[Natural language region descriptions]
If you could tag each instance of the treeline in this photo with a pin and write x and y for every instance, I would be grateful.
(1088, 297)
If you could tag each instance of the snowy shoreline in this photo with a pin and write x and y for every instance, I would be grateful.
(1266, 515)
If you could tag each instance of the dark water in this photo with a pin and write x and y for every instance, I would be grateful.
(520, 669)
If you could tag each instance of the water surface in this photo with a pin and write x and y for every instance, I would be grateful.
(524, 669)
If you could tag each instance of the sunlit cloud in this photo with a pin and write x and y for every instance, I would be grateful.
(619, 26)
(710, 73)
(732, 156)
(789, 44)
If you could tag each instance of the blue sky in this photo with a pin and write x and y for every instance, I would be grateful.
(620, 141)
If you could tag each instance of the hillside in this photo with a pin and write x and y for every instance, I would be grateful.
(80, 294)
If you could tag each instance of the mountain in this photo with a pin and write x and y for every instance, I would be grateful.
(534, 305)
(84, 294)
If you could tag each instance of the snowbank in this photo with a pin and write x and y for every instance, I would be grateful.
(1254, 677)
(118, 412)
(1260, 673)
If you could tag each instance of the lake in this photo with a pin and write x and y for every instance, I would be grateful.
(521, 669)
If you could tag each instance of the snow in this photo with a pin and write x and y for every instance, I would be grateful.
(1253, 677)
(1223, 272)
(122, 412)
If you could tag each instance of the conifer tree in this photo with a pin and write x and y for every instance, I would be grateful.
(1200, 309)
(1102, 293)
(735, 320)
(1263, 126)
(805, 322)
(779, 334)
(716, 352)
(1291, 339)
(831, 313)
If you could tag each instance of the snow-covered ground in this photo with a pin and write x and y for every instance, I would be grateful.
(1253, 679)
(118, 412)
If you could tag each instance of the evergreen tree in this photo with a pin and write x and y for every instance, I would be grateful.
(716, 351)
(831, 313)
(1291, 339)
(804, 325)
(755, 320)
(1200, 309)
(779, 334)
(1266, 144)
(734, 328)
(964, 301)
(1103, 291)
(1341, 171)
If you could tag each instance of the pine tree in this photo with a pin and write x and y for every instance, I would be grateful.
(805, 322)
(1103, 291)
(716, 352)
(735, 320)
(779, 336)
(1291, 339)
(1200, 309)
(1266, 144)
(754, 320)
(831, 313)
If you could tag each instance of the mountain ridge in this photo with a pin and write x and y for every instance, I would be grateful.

**ABOUT THIS TASK:** From the data above, copy each line exactly.

**WRITTEN ANSWER:**
If you could tag each instance of the treeline in this photo with a pin and write x and y for every instance, I would be grateful.
(1088, 297)
If you could tag each instance of the snowy shoreline in this photo with a pin and write x and y for every instance, I would be grateful.
(1266, 515)
If you could tag each instance of the dark water in this photo with a pin and write x and y for every instance, I would be grateful.
(520, 669)
If you could tag each instance of the water surface in this photo with a pin and write x and y for every instance, I would be grateful.
(524, 669)
If you could tag each instance of the sunlit cloud in this photo with a pin and write x and y for every instance, I would be grateful.
(619, 26)
(710, 73)
(732, 156)
(789, 44)
If you could tag each instance of the blue sky in this photo with a pin and write x and y for every instance, I would be grateful.
(620, 141)
If you could tag each instance of the hillside in this photo with a pin and write x and y for every instance, I would be grateful.
(80, 294)
If you could tag each instance of the mountain in this photo with a pin and write x and y for every instance, I would be grateful.
(534, 305)
(84, 294)
If you could tag each instance of the snowbank in this photo with a pin and write x and y for every instance, I would be grateful.
(1254, 677)
(118, 412)
(1260, 673)
If you could tag each instance of the lake in this photo with a pin and write x and y for every instance, I would be grateful.
(521, 669)
If you could tag each instance of the snow in this photo with a pin and write x and y for every instance, I would be grateful.
(1253, 677)
(1223, 272)
(122, 412)
If you could tag each instance of the conifer tree in this photo with a pin and write x and y for every instance, I would be grateful.
(1200, 309)
(1102, 293)
(735, 320)
(1263, 126)
(805, 322)
(779, 334)
(716, 352)
(1291, 339)
(831, 313)
If you could tag each instance of the snow-covered ground in this photo with a pin and write x and y for every instance, I would be grateful.
(1253, 679)
(118, 412)
If you could tag each instance of the evergreen tree in this photo with a pin and write x and y for every instance, I would be grateful.
(716, 351)
(831, 313)
(1291, 339)
(804, 325)
(755, 320)
(1200, 309)
(779, 334)
(1266, 144)
(734, 328)
(964, 301)
(1103, 291)
(1341, 171)
If you could tag each instance of the pine tree in this photo with a pin and write x and y for every instance, I would be grateful.
(805, 322)
(1103, 291)
(716, 352)
(735, 320)
(779, 336)
(1291, 339)
(1200, 309)
(1266, 144)
(754, 320)
(831, 313)
If you could tag each instance of the mountain ridge in this photo with a pin and write x and y for every instance, I would be grateful.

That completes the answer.